Suas instruções ▸
Diga se cada afirmação abaixo está de acordo com o texto sobre shows no Parque da Cidade, respondendo sim ou não e citando literalmente as palavras do texto que decidem a questão. (a) O Concerto Cabeças acontecia na Rampa Acústica na década de 1980. (b) Renato Russo se apresentou no Concerto Cabeças. (c) O show de Jorge & Mateus no Pavilhão foi o primeiro da dupla no DF.

+++ Trecho da página

Ao ler notícias no Correio e ver matérias em emissoras de tevê sobre a volta de ocupação do Parque da Cidade — com algumas pessoas desrespeitando as orientações das autoridades, ao não usar máscaras e provocar aglomerações —, me veio à mente os tempos do “antigo normal” em que multidões se reuniam em torno de eventos ligados à música neste ícone da geografia da capital. Desde os primórdios de Brasília ocorriam shows ali, como parte da programação da, hoje histórica, Festa dos Estados, no Pavilhão de Exposições.
O Pavilhão tinha ao lado a desativada Rampa Acústica que, na década de 1980, acolhia o lendário Concerto Cabeças, palco para apresentação de brasilienses daquela geração, como Cássia Eller, Janete Dornellas, Flávio Faria, Liga Tripa, a banda Fallen Angel e o grupo de jazz Chakras, liderado pelo guitarrista Toninho Maia. Em uma das edições, percebi a presença na plateia de Renato Russo, que era fã de Toninho. Numa das entrevistas que me concedeu, já como ídolo do rock nacional, em tom de lamúria, Renato comentou; “Nunca me convidaram para participar do Cabeças”.
Quem também tomou parte algumas vezes daquele projeto foi o Mel da Terra, que, em 21 de abril de 1982, em outro local do parque, abriu um show de Ney Matogrosso em comemoração ao aniversário da cidade. Voltando ao Pavilhão, recordo-me de incontáveis shows, como o da banda Engenheiros do Hawaii, o de Gal Costa, interpretando clássicos da obra de Tom Jobim; e o primeiro, aqui no DF, da dupla Jorge & Mateus, em cima de trio elétrico a convite de Durval Lelys — então líder, vocalista e guitarrista do Asa de Águia.

++++++
+++ Trecho dos dados

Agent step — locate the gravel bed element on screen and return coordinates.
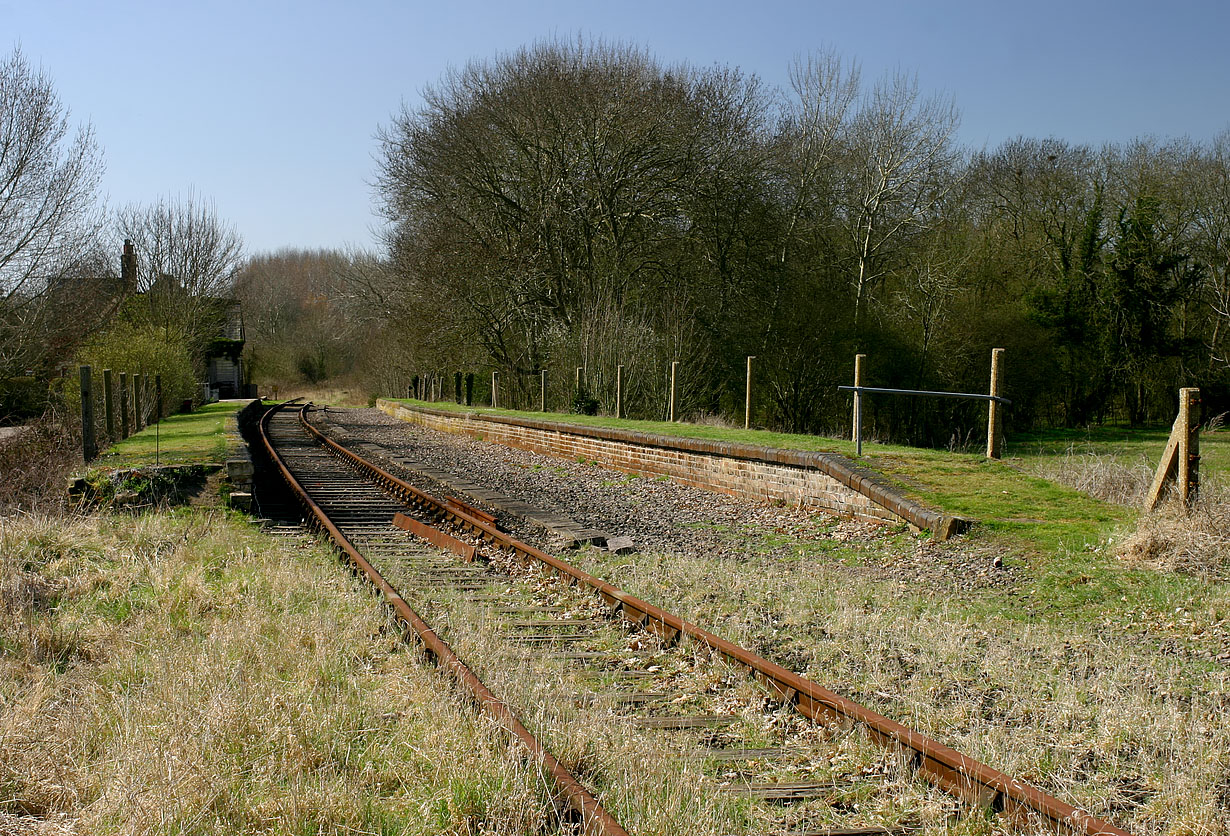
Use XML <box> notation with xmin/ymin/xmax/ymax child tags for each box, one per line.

++++++

Resposta do exercício ▸
(a) Sim: "O Pavilhão tinha ao lado a desativada Rampa Acústica que, na década de 1980, acolhia o lendário Concerto Cabeças".
(b) Não: "Nunca me convidaram para participar do Cabeças".
(c) Sim: "e o primeiro, aqui no DF, da dupla Jorge & Mateus".